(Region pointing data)
—————
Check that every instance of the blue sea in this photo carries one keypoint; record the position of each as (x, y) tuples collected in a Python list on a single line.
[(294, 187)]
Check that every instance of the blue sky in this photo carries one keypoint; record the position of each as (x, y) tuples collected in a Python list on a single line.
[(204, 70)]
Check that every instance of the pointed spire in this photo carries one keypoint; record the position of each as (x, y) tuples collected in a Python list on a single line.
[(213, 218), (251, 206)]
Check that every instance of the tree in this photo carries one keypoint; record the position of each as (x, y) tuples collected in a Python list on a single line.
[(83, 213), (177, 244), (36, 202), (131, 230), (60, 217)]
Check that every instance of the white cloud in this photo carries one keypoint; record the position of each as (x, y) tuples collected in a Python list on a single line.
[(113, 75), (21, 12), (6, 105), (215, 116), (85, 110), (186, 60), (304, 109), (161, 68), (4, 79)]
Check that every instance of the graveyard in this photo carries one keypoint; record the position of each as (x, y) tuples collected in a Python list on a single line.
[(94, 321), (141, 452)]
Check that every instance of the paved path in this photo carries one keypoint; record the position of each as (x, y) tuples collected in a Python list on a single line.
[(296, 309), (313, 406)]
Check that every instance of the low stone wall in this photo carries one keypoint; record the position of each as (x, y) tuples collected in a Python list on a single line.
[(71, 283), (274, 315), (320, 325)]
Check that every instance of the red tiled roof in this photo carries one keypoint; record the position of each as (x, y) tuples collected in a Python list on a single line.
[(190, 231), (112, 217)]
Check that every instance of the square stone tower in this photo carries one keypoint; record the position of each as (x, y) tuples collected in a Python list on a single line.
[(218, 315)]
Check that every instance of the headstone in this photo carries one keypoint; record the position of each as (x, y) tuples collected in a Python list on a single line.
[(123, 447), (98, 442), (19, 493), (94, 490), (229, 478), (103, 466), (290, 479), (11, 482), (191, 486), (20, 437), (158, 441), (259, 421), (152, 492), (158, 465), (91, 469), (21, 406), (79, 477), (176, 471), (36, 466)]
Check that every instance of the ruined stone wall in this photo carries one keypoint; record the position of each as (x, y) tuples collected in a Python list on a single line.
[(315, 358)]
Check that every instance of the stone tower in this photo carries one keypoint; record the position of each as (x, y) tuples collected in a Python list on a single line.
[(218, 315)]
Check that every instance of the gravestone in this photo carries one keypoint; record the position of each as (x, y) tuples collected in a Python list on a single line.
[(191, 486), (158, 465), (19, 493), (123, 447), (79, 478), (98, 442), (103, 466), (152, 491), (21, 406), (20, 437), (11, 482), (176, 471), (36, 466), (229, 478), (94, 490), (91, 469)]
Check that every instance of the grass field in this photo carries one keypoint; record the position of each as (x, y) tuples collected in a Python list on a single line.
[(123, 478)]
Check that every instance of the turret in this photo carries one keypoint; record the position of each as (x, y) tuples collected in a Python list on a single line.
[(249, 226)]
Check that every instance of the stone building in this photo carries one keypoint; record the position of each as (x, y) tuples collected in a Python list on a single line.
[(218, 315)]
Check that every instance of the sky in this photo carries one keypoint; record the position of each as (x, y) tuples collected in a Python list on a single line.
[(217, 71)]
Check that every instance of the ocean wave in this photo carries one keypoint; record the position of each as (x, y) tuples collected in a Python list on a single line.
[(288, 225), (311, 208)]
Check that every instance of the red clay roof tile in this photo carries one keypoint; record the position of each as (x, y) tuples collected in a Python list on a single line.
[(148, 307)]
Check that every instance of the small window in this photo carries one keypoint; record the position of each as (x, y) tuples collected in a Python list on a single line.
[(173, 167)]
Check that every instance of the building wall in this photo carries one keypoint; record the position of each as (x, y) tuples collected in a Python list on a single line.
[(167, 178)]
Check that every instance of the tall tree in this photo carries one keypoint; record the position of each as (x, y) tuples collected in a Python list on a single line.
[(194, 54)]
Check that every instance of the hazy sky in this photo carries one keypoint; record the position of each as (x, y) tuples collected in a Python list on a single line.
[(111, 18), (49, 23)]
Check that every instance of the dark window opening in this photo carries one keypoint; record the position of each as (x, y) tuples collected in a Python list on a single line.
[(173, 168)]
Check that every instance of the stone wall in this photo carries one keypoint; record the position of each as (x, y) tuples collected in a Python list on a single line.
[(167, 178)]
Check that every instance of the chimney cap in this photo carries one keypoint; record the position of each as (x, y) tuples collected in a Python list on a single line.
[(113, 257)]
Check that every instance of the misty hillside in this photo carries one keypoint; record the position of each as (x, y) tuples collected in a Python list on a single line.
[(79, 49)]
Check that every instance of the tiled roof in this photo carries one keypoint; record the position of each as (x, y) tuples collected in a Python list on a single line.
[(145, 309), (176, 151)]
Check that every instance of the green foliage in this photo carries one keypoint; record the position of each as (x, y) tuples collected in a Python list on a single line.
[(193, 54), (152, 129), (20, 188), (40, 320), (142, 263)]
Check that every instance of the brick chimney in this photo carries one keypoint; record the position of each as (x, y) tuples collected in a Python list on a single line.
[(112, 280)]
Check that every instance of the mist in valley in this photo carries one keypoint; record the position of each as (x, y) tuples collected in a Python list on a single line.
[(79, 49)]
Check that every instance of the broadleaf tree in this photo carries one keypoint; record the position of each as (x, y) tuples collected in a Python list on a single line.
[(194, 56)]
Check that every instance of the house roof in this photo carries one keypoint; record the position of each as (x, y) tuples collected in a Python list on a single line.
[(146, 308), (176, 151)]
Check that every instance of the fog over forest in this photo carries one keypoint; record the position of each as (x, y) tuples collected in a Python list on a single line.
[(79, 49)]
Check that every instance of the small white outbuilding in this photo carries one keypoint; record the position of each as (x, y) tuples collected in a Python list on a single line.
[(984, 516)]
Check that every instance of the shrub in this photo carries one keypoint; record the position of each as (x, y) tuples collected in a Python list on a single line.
—————
From the first line to the last, retype the data exactly.

Check that every instance of the blue sea in this photo carries one keypoint; record the position of each as (x, y) tuples collected in a Python list on a single line.
[(294, 187)]
Check that every instance of the blue sky in this photo carries one keypoint; record the position of each as (x, y) tuples collected in a Python list on a single line.
[(204, 70)]
Check that every instance of the pointed spire in this photo carries one keypoint; record the position of each as (x, y) tuples collected in a Python list on a single line.
[(213, 218), (251, 206)]
Check that every instance of the tree in this photo carries one keypoint; record the position of each as (x, y) tuples collected in a Python list on a single line.
[(83, 213), (177, 244), (36, 202), (131, 230), (60, 217)]
Check that every instance of the white cloud in this photo carries one keypoint; record the position of each as (x, y) tuples collected in a Python list on a single line.
[(113, 75), (21, 12), (6, 105), (215, 116), (85, 110), (186, 60), (304, 109), (161, 68), (4, 79)]
Check that every instance of the graveyard in this photo carries one keypoint; record the position of each as (x, y) tuples collected in a Python list on a single line.
[(94, 321), (141, 452)]
Check that every instance of the paved path in this photo carries one keypoint; record the position of each as (x, y) tuples collected in a Python list on a single line.
[(296, 309), (313, 406)]
Check that every instance of the low stone wall in this photo carries one keypoint; record the position of each as (x, y) tuples collected in a Python list on a single line.
[(71, 283), (274, 315), (320, 325)]
Check that every instance of the red tiled roof in this photo carries one keypoint; record the position of each as (x, y) tuples collected in a Python list on a single line.
[(190, 231), (112, 217)]
Check that every instance of the square stone tower in this photo carries one keypoint; record the position of each as (x, y) tuples collected in a Python list on a single line.
[(218, 315)]
Check that every instance of the headstone in this photo carries one keypoint; record the position of each as (x, y) tuples collected in a Python list on a single line.
[(123, 447), (98, 442), (19, 493), (94, 490), (229, 478), (103, 466), (290, 479), (11, 482), (191, 486), (20, 437), (158, 441), (259, 421), (152, 492), (158, 465), (91, 469), (21, 406), (79, 477), (176, 471), (36, 466)]
Check that every instance of the ruined stone wall in this photo carries one keypoint; record the position of each as (x, y) tuples collected in a Python list on a single line.
[(315, 358)]
Check that every instance of the stone tower in this photo carries one keypoint; record the position of each as (x, y) tuples collected in a Python list on a single line.
[(218, 315)]
Check that every instance of the gravestone in this photo carries one keypoint; record the position of each as (x, y) tuples collected in a Python list on a single line.
[(191, 486), (158, 465), (19, 493), (123, 447), (79, 478), (98, 442), (103, 466), (152, 491), (21, 406), (20, 437), (11, 482), (176, 471), (36, 466), (229, 478), (94, 490), (91, 469)]
Check that every instance of the grass field in this photo carries one keypoint; record the position of each as (x, y) tuples collected in a Python list on a single line.
[(123, 478)]
Check that every instance of the turret in this photo carries one keypoint; record the position of each as (x, y) tuples collected in a Python list on a single line.
[(249, 226)]
Check that every instance of the stone building in this photo carries one keypoint; record the position of each as (x, y) tuples collected in a Python list on a single line.
[(218, 315)]
Check that every instance of the sky in this photo carries one keypoint; record the position of each as (x, y) tuples collected in a Python list on a single line.
[(217, 71)]
Check that every instance of the ocean wave in this photo carries one keypoint; record the position of each as (x, y) tuples collected in a Python list on a single line.
[(288, 225), (311, 208)]
Check that every instance of the red clay roof tile in this photo carries one keypoint; record the position of each as (x, y) tuples collected in a Python list on a single line.
[(148, 307)]
Check that every instance of the small window in this photo carries one keypoint; record the position of each as (x, y) tuples collected in a Python list on a single line.
[(173, 167)]
Check that every instance of the building wall in this photo carries one keypoint; record the position of each as (x, y) tuples collected in a Python list on a single line.
[(167, 178)]
Check that every instance of the tall tree in this photo carries one keypoint; record the position of each as (x, y) tuples collected in a Python list on a single line.
[(194, 54)]
Check that every instance of the hazy sky in this photo carries one keypoint; record the position of each as (x, y) tuples collected in a Python list on a single line.
[(111, 18), (49, 23)]
Check that every instance of the dark window opening in this photo carries one keypoint; record the position of each as (x, y) tuples collected in a Python list on a single line.
[(173, 168)]
Check that every instance of the stone wall in this photo carries one keypoint; record the position of each as (x, y) tuples collected in a Python list on a single line.
[(167, 178)]
Check that every instance of the chimney cap in this photo carries one keypoint; record the position of each as (x, y) tuples collected in a Python list on a single line.
[(113, 257)]
Check that every instance of the misty hillside in this photo carries one keypoint; record the position of each as (x, y) tuples collected in a Python list on a single line.
[(79, 49)]
Check that every instance of the tiled roof in this photo carries one keypoint; record the position of each as (x, y) tuples collected in a Python list on a single line.
[(145, 309), (176, 151)]
Check that every instance of the green foliage in this photo carries one keypoint; record the position of each as (x, y) tuples collected in a Python list on a single line.
[(193, 54), (152, 129), (20, 188), (40, 320), (142, 263)]
Check that every instance of the brick chimney in this photo carries one keypoint; record the position of each as (x, y) tuples collected in a Python list on a single line.
[(112, 280)]
Check that every instance of the mist in valley in this photo carries one keypoint; record the position of each as (x, y) tuples collected in a Python list on a single line.
[(79, 49)]
Check that every instance of the broadleaf tree in this photo carries one keypoint; record the position of each as (x, y) tuples collected in a Python list on a single line.
[(194, 56)]
Check that every instance of the house roof in this photo carries one keypoint; record the position of each as (x, y) tuples collected in a Python list on a single line.
[(146, 308), (176, 151)]
Check that every instance of the fog over forest in this photo carries one keypoint; record the position of each as (x, y) tuples collected in a Python list on a single line.
[(79, 49)]
Check that every instance of the small white outbuilding in this photo carries one keypoint; record the position of each as (x, y) tuples collected in a Python list on a single line.
[(984, 516)]
Check that every instance of the shrub in this photo carries one keypoint; record the position of each as (x, y) tuples collected in a Python list on a single line.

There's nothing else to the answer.